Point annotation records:
● ● ●

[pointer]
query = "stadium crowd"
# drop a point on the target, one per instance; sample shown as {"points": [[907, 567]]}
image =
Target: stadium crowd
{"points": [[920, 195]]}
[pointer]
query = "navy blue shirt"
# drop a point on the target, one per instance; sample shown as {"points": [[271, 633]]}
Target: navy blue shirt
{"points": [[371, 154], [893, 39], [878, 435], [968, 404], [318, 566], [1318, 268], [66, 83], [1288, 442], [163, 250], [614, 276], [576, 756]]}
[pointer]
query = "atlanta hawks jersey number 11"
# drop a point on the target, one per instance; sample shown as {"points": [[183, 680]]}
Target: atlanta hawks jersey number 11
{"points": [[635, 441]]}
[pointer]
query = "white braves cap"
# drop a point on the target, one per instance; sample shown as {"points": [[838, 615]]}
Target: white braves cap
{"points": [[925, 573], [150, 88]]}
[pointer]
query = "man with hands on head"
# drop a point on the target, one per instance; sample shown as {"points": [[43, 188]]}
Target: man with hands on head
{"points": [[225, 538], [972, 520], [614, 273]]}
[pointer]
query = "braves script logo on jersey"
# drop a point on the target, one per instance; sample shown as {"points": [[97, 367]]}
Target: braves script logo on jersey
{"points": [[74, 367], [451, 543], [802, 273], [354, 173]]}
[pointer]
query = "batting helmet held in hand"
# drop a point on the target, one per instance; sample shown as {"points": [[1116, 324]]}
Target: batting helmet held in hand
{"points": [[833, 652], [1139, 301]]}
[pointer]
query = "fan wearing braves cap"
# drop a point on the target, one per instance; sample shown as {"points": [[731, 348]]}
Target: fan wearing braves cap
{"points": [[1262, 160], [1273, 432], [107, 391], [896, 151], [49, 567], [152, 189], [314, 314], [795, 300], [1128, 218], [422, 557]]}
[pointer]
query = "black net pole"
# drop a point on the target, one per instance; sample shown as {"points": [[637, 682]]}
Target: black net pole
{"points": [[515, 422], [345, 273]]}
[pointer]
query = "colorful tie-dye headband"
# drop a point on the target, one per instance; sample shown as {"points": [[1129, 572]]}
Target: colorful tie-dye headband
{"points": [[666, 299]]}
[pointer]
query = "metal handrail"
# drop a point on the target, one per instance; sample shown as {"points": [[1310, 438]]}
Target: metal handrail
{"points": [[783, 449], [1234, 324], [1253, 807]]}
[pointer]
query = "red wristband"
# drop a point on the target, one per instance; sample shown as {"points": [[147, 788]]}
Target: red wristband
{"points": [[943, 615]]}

● ● ●

Please set down the whole listing above without altering a single line.

**Correct result**
[pointer]
query = "stadium crowd"
# drop a point on the target, one per instance; sample shown as {"points": [[907, 567]]}
image =
Target: stadium crowd
{"points": [[920, 195]]}
[pointer]
query = "navy blue shirt"
# drop a point on the target, one per instance; sample shown as {"points": [[271, 633]]}
Target: navy blue shirt
{"points": [[371, 154], [893, 39], [878, 435], [968, 404], [318, 566], [1318, 268], [66, 83], [1288, 442], [163, 250], [614, 276], [576, 756]]}
[pointer]
query = "atlanta hawks jersey number 11"
# drop a point on the target, one per instance; sample shown as {"points": [[183, 680]]}
Target: atlanta hawks jersey number 11
{"points": [[635, 441]]}
[pointer]
query = "white braves cap"
# drop a point on the target, one per instance; sample shown as {"points": [[838, 615]]}
Target: white braves cap
{"points": [[925, 573], [150, 88]]}
[pointer]
query = "man with hands on head"
# drop a point on the target, one per instance; sample shown as {"points": [[43, 188]]}
Target: man with hands on head
{"points": [[225, 538], [972, 520], [614, 273]]}
[pointer]
query = "braves script logo on jersey"
# drop a point on the target, one per instance; sample shown as {"points": [[97, 367]]}
Target: braves script logo on jersey
{"points": [[74, 367], [451, 543], [802, 273], [354, 173]]}
[pointer]
query = "batting helmet held in hand"
# drop a point on the target, one per instance; sample shown as {"points": [[1116, 324]]}
Target: batting helmet held in hand
{"points": [[833, 652], [1139, 301]]}
[pointer]
query = "fan wearing braves cap"
# drop a point on the target, one per instance; sample shown as {"points": [[731, 348]]}
Target: fan wearing braves cap
{"points": [[1262, 160], [1273, 432], [107, 391], [896, 151], [49, 567], [152, 189], [314, 314], [795, 300], [1128, 218], [422, 557]]}
[pointer]
query = "black net pole"
# drop a point on the target, one per instance; sample shown as {"points": [[637, 682]]}
Target: black net pole
{"points": [[515, 422], [345, 273]]}
[pointer]
query = "colorful tie-dye headband"
# drop a point on the target, one per instance; sample shown as {"points": [[1129, 572]]}
Target: colorful tie-dye headband
{"points": [[666, 299]]}
[pointer]
query = "metal handrail"
# drop a point on the target, one per instance; sample shown as {"points": [[1310, 438]]}
Target: metal handrail
{"points": [[783, 449], [1234, 324], [1253, 807]]}
[pointer]
query = "red wristband"
# drop a point on the target, one per instance; sample shown as {"points": [[147, 788]]}
Target: red wristband
{"points": [[943, 615]]}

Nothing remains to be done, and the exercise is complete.